Exercise details ->
Please reproduce the org package introduction below in full, word for word.

Introduction to org

Why org?

Managing research projects and data analyses can be challenging when dealing with:

Inconsistent project structures across different analyses
Mixed requirements for code (version control), results (sharing), and data (security)
Collaboration difficulties when team members use different folder structures
Version tracking for research submissions and revisions
Cross-platform compatibility issues with file paths

The org package solves these problems by providing a standardized framework for organizing R projects with clear separation of concerns and consistent structure across all your analyses.

Installation

# Install from CRAN
install.packages("org")

# Or install development version from GitHub
# devtools::install_github("csids/org")

Quick Start

Here’s how to get started with your first org project:

library(org)

# 1. Initialize your project structure
org::initialize_project(
  env = .GlobalEnv,
  home = "my_analysis",
  results = "my_results"
)

# 2. Access project paths
org::project$home          # Your code location
org::project$results_today # Today's results folder

# 3. Use org functions in your analysis
org::path("data", "file.csv")  # Cross-platform paths
org::ls_files("R")             # List R files

Concept

The concept behind org is straightforward - most analyses have three main sections:

Code: Analysis scripts and functions
Results: Output files and figures
Data: Input data files

Each section has unique requirements:

Code Requirements

Must be version controlled
Should be publicly accessible
Needs a single analysis pipeline documenting all steps
Should be organized into modular functions

Results Requirements

Must be immediately shareable with collaborators
Should maintain a history of changes over time
Should be organized by date for tracking
Should be stored in a shared location (e.g., Dropbox)

Data excerpt ->
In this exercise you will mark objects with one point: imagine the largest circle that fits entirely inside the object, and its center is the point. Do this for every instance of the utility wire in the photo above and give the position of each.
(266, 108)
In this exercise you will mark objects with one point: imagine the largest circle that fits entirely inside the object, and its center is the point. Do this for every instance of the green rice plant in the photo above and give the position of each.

Final result ->
Introduction to org

Why org?

Managing research projects and data analyses can be challenging when dealing with:

Inconsistent project structures across different analyses
Mixed requirements for code (version control), results (sharing), and data (security)
Collaboration difficulties when team members use different folder structures
Version tracking for research submissions and revisions
Cross-platform compatibility issues with file paths

The org package solves these problems by providing a standardized framework for organizing R projects with clear separation of concerns and consistent structure across all your analyses.

Installation

# Install from CRAN
install.packages("org")

# Or install development version from GitHub
# devtools::install_github("csids/org")

Quick Start

Here’s how to get started with your first org project:

library(org)

# 1. Initialize your project structure
org::initialize_project(
  env = .GlobalEnv,
  home = "my_analysis",
  results = "my_results"
)

# 2. Access project paths
org::project$home          # Your code location
org::project$results_today # Today's results folder

# 3. Use org functions in your analysis
org::path("data", "file.csv")  # Cross-platform paths
org::ls_files("R")             # List R files

Concept

The concept behind org is straightforward - most analyses have three main sections:

Code: Analysis scripts and functions
Results: Output files and figures
Data: Input data files

Each section has unique requirements:

Code Requirements

Must be version controlled
Should be publicly accessible
Needs a single analysis pipeline documenting all steps
Should be organized into modular functions

Results Requirements

Must be immediately shareable with collaborators
Should maintain a history of changes over time
Should be organized by date for tracking
Should be stored in a shared location (e.g., Dropbox)